=== PASSAGE TO READ ===
=== Section Start ===

[YouTube] Improve and fix YoutubeJavaScriptExtractor

- Enhance documentation; - Fix the regular expression fallback on HTML embed watch page; - Use HTML scripts tag search first instead of the regular expression approach, now used as a last resort; - Compile regular expressions only once, in order to improve the performance of subsequent extraction calls when clearing the cache; - Provide original exceptions when fetching or parsing pages on which the base JavaScript's player could be found failed, allowing clients to detect network errors when they are the cause of the failures for instance; - Remove delegate method which was not taking a video ID and hardcoding one, as we can provide the video ID in all cases or do not provide a video ID at worse; - Rename and make extraction methods package-private, as they are not intended to be used publicly. These breaking internal changes have been applied where needed, in YoutubeJavaScriptExtractorTest and YoutubeStreamExtractor (in which an unneeded initStsFromPlayerJsIfNeeded call have been removed).
2023-07-22 20:08:22 +02:00 · 2023-07-22 20:08:22 +02:00 · a3d160edab
parent 5492343b8e
commit a3d160edab
3 changed files with 110 additions and 79 deletions
--- a/extractor/src/main/java/org/schabi/newpipe/extractor/services/youtube/YoutubeJavaScriptExtractor.java
+++ b/extractor/src/main/java/org/schabi/newpipe/extractor/services/youtube/YoutubeJavaScriptExtractor.java
@ -10,40 +10,62 @@ import org.schabi.newpipe.extractor.localization.Localization;
 import org.schabi.newpipe.extractor.utils.Parser;

 import javax.annotation.Nonnull;
+import java.util.regex.Pattern;

 /**
- * YouTube restricts streaming their media in multiple ways by requiring clients to apply a cipher
- * function on parameters of requests.
- * The cipher function is sent alongside as a JavaScript function.
+ * The extractor of YouTube's base JavaScript player file.
+ *
 * <p>
- * This class handling fetching the JavaScript file in order to allow other classes to extract the
- * needed functions.
+ * YouTube restrict streaming their media in multiple ways by requiring their HTML5 clients to use
+ * a signature timestamp, and on streaming URLs a signature deobfuscation function for some
+ * contents and a throttling parameter deobfuscation one for all contents.
+ * </p>
+ *
+ * <p>
+ * This class handles fetching of this base JavaScript player file in order to allow other classes
+ * to extract the needed data.
+ * </p>
+ *
+ * <p>
+ * It will try to get the player URL from YouTube's IFrame resource first, and from a YouTube embed
+ * watch page as a fallback.
+ * </p>
 */
 public final class YoutubeJavaScriptExtractor {

    private static final String HTTPS = "https:";
+    private static final String BASE_JS_PLAYER_URL_FORMAT =
+            "https://www.youtube.com/s/player/%s/player_ias.vflset/en_GB/base.js";
+    private static final Pattern IFRAME_RES_JS_BASE_PLAYER_HASH_PATTERN = Pattern.compile(
+            "player\\\\/([a-z0-9]{8})\\\\/");
+    private static final Pattern EMBEDDED_WATCH_PAGE_JS_BASE_PLAYER_URL_PATTERN = Pattern.compile(
+            "\"jsUrl\":\"(/s/player/[A-Za-z0-9]+/player_ias\\.vflset/[A-Za-z_-]+/base\\.js)\"");
    private static String cachedJavaScriptCode;

    private YoutubeJavaScriptExtractor() {
    }

    /**
-     * Extracts the JavaScript file. The result is cached, so subsequent calls use the result of
-     * previous calls.

=== Section End ===

=== RECORDS SHOWN ===
=== Section Start ===

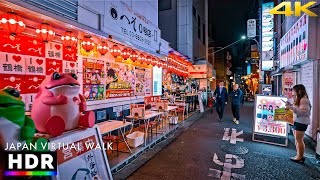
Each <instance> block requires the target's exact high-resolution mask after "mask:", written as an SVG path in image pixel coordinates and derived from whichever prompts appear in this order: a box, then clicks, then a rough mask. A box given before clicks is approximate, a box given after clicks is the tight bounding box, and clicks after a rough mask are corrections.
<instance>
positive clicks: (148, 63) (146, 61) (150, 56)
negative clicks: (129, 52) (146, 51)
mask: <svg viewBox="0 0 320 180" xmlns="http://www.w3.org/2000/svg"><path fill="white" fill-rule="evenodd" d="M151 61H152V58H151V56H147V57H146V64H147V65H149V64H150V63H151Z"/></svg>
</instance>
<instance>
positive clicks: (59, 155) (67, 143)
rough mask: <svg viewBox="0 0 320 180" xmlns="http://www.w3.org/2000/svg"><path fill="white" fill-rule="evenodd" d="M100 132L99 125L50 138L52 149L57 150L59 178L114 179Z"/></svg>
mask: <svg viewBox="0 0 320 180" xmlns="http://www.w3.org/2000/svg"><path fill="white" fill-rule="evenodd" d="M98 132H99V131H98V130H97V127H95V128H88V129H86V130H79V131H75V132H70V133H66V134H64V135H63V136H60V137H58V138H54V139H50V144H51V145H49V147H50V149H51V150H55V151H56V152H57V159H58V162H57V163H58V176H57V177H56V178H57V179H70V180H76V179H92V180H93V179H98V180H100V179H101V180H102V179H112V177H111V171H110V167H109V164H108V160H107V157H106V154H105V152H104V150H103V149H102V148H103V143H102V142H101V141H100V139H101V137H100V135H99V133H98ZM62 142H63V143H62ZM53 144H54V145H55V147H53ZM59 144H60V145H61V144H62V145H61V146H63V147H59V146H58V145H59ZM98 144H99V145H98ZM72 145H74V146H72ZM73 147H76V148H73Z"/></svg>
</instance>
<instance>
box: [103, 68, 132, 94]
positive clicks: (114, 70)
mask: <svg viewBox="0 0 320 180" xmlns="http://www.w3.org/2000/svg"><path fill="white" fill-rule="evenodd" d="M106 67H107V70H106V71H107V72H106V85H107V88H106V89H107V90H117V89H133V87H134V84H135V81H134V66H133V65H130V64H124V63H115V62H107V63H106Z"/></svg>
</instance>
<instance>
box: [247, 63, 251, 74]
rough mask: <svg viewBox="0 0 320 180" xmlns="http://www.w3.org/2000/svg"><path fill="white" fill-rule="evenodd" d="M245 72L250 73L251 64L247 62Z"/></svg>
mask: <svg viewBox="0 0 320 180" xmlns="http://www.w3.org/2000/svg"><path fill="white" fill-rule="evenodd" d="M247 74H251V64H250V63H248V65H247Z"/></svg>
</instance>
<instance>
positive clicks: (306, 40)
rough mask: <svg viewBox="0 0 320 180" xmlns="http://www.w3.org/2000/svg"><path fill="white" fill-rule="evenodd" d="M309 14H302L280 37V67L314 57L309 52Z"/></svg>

=== Section End ===

=== REQUIRED WORK ===
A. In the YouTube extractor commit, where does the class first try to get the player URL?
B. Reproduce the YouTube extractor commit word for word from "import javax.annotation.Nonnull;" to "- * needed functions.".
None of these entries relate to the YouTube extractor commit.

=== SOLUTION SET ===
A. From YouTube's IFrame resource, with a YouTube embed watch page as the fallback.

B.
import javax.annotation.Nonnull;
+import java.util.regex.Pattern;

 /**
- * YouTube restricts streaming their media in multiple ways by requiring clients to apply a cipher
- * function on parameters of requests.
- * The cipher function is sent alongside as a JavaScript function.
+ * The extractor of YouTube's base JavaScript player file.
+ *
 * <p>
- * This class handling fetching the JavaScript file in order to allow other classes to extract the
- * needed functions.